* [TASK REQUIREMENTS]: Could you return all of the entries word for word, minus any pictures?

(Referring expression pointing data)
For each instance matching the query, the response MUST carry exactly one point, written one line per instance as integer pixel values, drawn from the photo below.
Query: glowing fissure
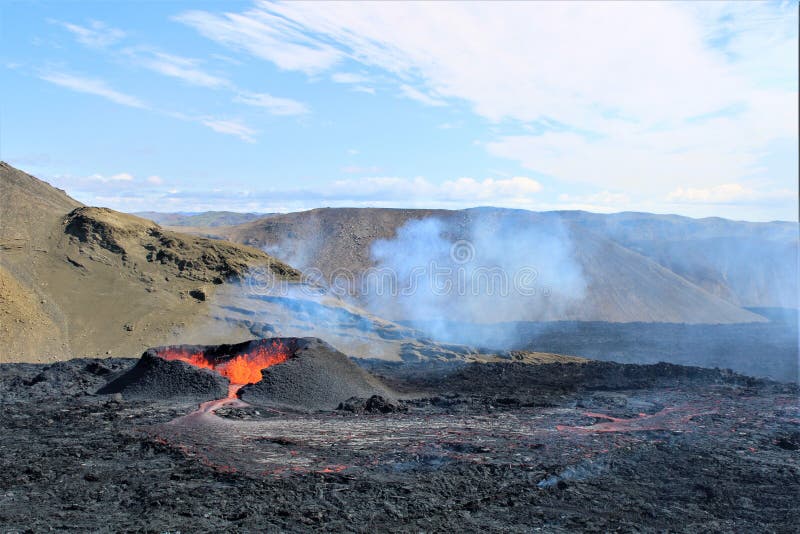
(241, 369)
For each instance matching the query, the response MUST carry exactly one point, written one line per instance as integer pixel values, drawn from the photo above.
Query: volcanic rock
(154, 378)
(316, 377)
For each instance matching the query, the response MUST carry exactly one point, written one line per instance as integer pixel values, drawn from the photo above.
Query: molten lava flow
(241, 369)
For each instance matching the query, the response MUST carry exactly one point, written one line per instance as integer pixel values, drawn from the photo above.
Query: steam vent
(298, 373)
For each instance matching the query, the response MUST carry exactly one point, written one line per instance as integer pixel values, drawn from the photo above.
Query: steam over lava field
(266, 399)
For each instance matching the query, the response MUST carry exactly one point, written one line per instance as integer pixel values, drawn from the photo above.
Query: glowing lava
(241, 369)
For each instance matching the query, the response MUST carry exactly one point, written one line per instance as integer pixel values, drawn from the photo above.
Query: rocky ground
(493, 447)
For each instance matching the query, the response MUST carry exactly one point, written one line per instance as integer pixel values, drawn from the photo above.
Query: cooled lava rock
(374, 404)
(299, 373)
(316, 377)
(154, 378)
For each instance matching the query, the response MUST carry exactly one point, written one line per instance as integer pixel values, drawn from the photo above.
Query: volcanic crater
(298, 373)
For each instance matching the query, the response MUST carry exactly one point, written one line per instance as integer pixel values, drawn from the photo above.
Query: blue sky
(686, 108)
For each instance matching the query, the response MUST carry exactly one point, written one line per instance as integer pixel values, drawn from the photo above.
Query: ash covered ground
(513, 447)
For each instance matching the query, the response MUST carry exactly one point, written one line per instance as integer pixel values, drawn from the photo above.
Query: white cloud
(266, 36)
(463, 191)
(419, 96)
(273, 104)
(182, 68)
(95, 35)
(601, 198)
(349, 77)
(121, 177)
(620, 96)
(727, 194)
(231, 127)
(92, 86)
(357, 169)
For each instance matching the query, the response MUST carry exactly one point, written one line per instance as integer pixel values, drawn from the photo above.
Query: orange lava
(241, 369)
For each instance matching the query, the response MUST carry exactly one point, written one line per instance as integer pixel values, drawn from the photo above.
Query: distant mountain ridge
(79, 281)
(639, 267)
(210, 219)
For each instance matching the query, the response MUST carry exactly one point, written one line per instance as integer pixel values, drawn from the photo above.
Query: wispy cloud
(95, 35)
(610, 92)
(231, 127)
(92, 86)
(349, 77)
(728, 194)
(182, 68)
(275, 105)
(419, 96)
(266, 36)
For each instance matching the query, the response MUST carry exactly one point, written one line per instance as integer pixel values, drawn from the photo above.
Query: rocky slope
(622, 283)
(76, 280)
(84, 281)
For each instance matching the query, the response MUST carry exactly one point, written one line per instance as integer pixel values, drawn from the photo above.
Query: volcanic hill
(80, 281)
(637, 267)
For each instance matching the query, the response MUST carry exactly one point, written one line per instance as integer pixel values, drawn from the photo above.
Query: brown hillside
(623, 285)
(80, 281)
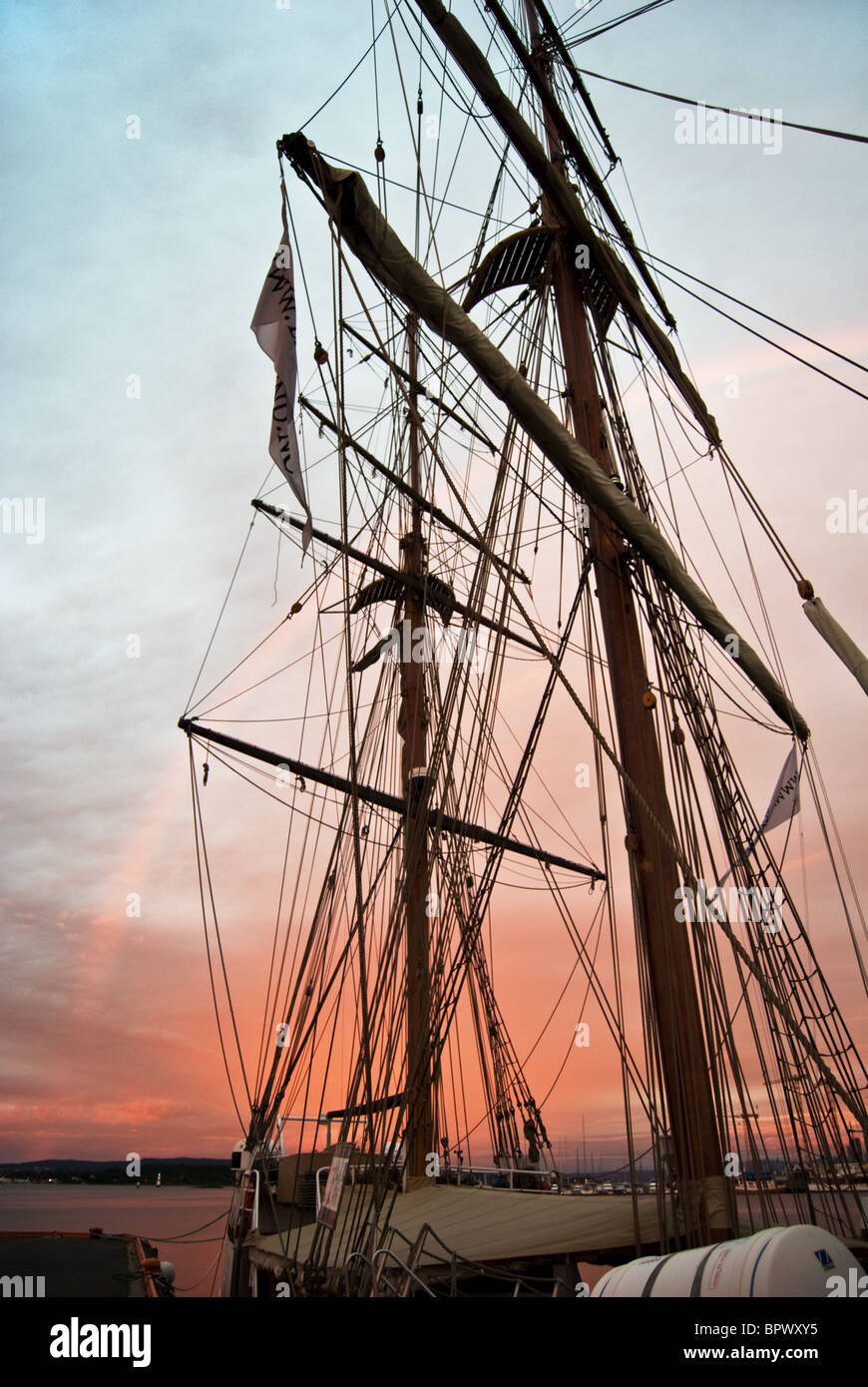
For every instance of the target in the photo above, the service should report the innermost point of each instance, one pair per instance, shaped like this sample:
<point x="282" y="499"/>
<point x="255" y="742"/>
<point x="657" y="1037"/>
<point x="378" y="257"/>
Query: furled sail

* [ANSWER SECTION]:
For each instance matching the query, the response MUST carry exactly one point, written one line per instance as integer pixel values, drawn from the photo below.
Query: glowing fissure
(241, 369)
For each instance matching the query, the response MUST carry exactly one point, written one line per instance as integer pixel values, drawn from the photo above.
Query: volcanic rock
(154, 378)
(316, 377)
For each instance matching the query, the response MUST carry exactly one point, written one line per instance as integer pixel values, drawn from the photo above.
Query: molten lava flow
(241, 369)
For each instance matching the query, the response MUST carry exactly one point, written one line per instance as integer pixel values, drawn from the photo above.
Query: steam vent
(298, 373)
For each instance matching the query, the response MUST carry exactly one point, written one line per instance as integer pixel values, drawn from the photo above.
Query: steam over lava field
(266, 399)
For each instance matching the query, the response MUST carry exactly one point, written one line per instance as integer pixel values, drawn from the photo above.
Query: glowing lava
(241, 369)
For each instance matching the query, the response MUST carry exactly one point, written one line per instance as integer pixel values, drawn from the photo above.
Query: rocky ground
(493, 447)
For each instance matching the query, the response MUST carry exactly one point, written one line per instance as integer pixel values, drawn from the photo above.
Query: cooled lava rock
(374, 404)
(299, 373)
(316, 377)
(154, 378)
For each instance matching the query, the response MUST carry exactly one point, written one line per instance as integer pixel values, drawn from the photo above.
Query: volcanic crater
(298, 373)
For each instance matching the query, the response MUST carry exactly one point, written one line per instance as integer pixel values, drawn from the photo above.
Query: blue sky
(686, 108)
For each instance matching the query, the response MUST carry exactly one point, written one line per instance as integer pixel values, drawn from the photo above.
Query: ash covered ground
(513, 447)
For each instance matching the query, the response MUST carry exactly one point, written one line per instance as integer pixel values, drawn from the photo above.
Query: white cloud
(266, 36)
(463, 191)
(419, 96)
(273, 104)
(182, 68)
(95, 35)
(601, 198)
(349, 77)
(121, 177)
(620, 96)
(727, 194)
(231, 127)
(92, 86)
(357, 169)
For each instance matching the query, the response MUST carry exactly one point, written one line per instance as integer pixel values, drawn from the photo above.
Query: orange lava
(241, 369)
For each instance matching the query, the response MUST carry exactly one point, written one line per instance as integer pixel values, drawn from the photo above.
Query: distant mountain ridge
(79, 281)
(639, 267)
(210, 219)
For each instance matching the query, the response MUST carry exactly one point, written one line per instance as integer pixel values, drawn from the photo above.
Query: wispy cloud
(95, 35)
(610, 92)
(231, 127)
(92, 86)
(349, 77)
(728, 194)
(182, 68)
(275, 105)
(419, 96)
(266, 36)
For each instance matching the query, the response MUST carry exactly one point, written one line per instance as integer pixel values, drawn from the photo above.
Query: rocky slope
(622, 283)
(76, 280)
(84, 281)
For each instance matching the query, the response MUST carry exactly one point, written one line per instance as integer pixel values, drawn from the photo above.
Query: volcanic hill
(80, 281)
(637, 267)
For each instance matching the query, the response MUST carry exactly one point, written one line per instance as integer pixel values, drawn from the photo above.
Query: brown hillside
(623, 285)
(80, 281)
For every instance of the target in the photo above, the service should report the innermost point of each instance, one pair per instance, shaped like this sample:
<point x="282" y="499"/>
<point x="255" y="742"/>
<point x="657" y="1037"/>
<point x="378" y="257"/>
Query: furled sail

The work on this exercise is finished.